◆ Task goal: Search the data for "wooden". Return each matching line.

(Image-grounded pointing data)
------------------------------

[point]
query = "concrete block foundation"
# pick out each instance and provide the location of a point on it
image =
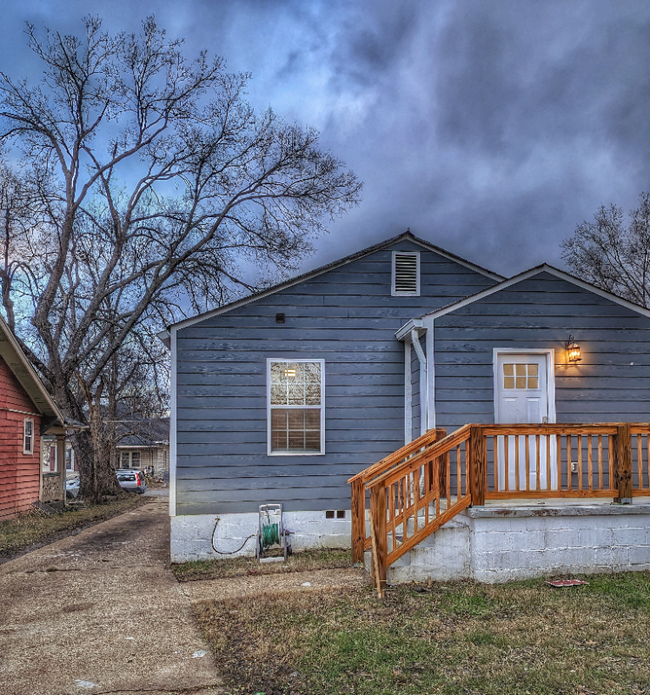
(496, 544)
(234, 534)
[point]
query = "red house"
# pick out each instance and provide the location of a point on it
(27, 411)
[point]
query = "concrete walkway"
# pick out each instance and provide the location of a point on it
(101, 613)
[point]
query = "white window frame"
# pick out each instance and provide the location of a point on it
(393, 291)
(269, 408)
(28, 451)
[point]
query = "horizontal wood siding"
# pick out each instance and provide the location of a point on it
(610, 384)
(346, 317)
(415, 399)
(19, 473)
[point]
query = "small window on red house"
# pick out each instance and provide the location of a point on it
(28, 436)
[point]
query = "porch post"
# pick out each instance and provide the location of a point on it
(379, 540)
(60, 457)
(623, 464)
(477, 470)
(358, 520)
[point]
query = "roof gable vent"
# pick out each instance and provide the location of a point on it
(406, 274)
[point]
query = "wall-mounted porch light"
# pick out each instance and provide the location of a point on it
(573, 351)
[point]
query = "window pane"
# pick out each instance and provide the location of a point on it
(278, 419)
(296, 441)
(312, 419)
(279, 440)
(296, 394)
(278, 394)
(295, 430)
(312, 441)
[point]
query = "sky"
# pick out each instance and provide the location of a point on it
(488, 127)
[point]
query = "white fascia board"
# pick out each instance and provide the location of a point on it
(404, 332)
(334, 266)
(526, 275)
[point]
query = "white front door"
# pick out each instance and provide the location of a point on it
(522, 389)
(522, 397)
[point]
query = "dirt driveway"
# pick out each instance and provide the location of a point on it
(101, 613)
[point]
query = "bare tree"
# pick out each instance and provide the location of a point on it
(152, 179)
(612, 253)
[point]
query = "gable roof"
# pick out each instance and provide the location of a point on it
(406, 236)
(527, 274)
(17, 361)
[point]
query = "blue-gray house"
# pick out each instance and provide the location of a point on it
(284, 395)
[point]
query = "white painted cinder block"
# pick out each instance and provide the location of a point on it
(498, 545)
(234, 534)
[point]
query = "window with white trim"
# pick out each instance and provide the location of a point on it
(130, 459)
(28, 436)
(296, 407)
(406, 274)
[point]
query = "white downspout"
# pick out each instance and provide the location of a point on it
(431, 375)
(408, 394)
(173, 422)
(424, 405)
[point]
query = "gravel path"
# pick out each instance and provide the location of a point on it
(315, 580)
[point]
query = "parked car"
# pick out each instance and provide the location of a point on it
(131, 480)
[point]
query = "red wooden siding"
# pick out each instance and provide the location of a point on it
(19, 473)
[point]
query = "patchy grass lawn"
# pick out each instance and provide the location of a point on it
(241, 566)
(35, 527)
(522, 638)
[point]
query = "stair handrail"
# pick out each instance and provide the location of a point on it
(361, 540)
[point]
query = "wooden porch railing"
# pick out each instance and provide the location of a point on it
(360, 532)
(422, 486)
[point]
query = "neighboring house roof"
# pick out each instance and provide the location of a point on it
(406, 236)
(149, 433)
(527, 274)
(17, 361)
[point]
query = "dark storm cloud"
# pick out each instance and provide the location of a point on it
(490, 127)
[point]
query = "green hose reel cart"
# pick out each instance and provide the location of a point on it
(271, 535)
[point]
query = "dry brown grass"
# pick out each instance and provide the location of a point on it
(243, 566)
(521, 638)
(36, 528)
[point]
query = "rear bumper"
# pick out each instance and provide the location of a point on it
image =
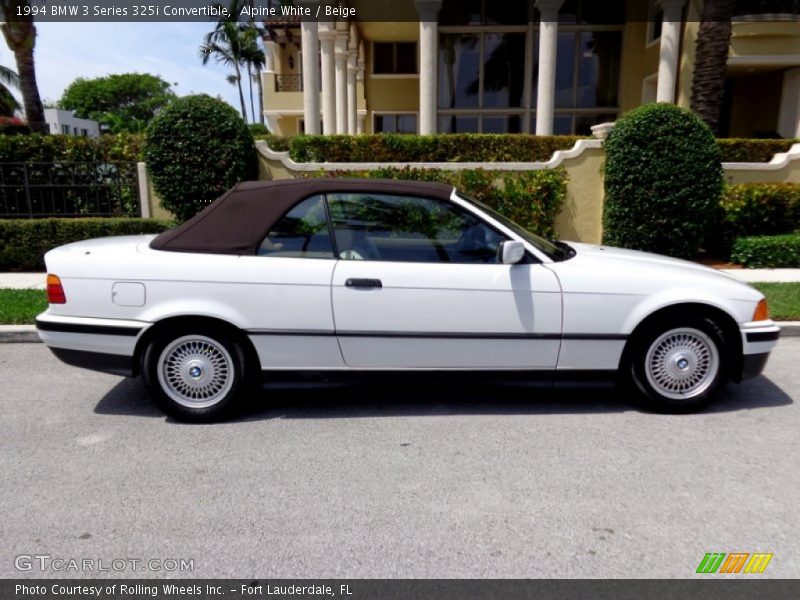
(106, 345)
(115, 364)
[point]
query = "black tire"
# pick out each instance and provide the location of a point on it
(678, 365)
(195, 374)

------------------------------

◆ Reply:
query = "red wooden siding"
query = "wooden porch railing"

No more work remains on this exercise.